START Exercise data
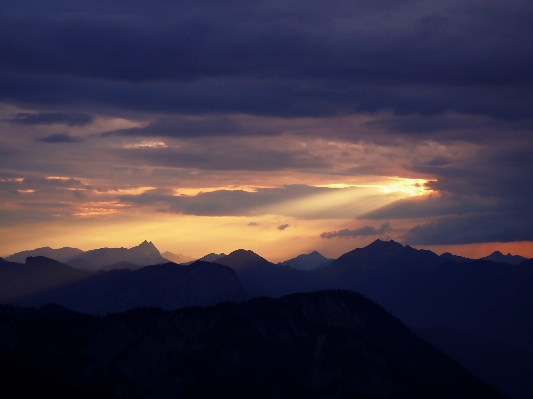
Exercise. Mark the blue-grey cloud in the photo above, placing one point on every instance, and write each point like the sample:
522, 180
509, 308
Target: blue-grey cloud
50, 118
298, 58
360, 232
188, 127
493, 227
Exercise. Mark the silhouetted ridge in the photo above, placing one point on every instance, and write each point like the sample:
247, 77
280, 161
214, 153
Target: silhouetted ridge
242, 258
311, 261
497, 256
261, 277
61, 254
328, 344
375, 264
38, 274
143, 254
167, 286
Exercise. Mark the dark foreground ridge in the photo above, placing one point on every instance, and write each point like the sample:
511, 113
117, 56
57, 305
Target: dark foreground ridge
324, 344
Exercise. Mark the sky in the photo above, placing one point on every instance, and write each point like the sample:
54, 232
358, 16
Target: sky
279, 126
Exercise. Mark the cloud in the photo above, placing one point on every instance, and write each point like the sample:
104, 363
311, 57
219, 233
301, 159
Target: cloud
180, 127
223, 202
496, 227
360, 232
280, 59
50, 118
225, 156
58, 138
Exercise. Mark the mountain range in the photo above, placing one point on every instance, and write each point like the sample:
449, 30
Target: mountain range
310, 261
458, 300
144, 254
327, 344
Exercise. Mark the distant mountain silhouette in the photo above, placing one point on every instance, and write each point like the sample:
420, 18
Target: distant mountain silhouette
167, 286
261, 277
122, 265
61, 255
448, 257
311, 261
328, 344
479, 298
376, 264
177, 258
508, 368
36, 275
497, 256
142, 255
END Exercise data
Please copy the line holding "Exercise. Mark the cloud" and all lines after it to the end of the records, exactly, and nothing else.

Exercise. Mark the cloud in the photo above, placing one point on every instance, and write each point like the sample:
104, 363
311, 57
219, 233
301, 159
Target: cloud
180, 127
223, 202
496, 227
360, 232
280, 59
50, 118
225, 156
58, 138
Exercise. Mark the mountain range in the photo above, placing one point on every instance, and write each point like the sample:
449, 30
Target: mountain range
310, 261
458, 300
144, 254
327, 344
Exercise. Mark the distant mountain silhouette in the photo above, placing one point on every instance, and write each point like the sample:
420, 18
Target: distant mountain silhouette
167, 286
261, 277
122, 265
61, 255
448, 257
311, 261
328, 344
479, 298
376, 264
177, 258
508, 368
36, 275
497, 256
142, 255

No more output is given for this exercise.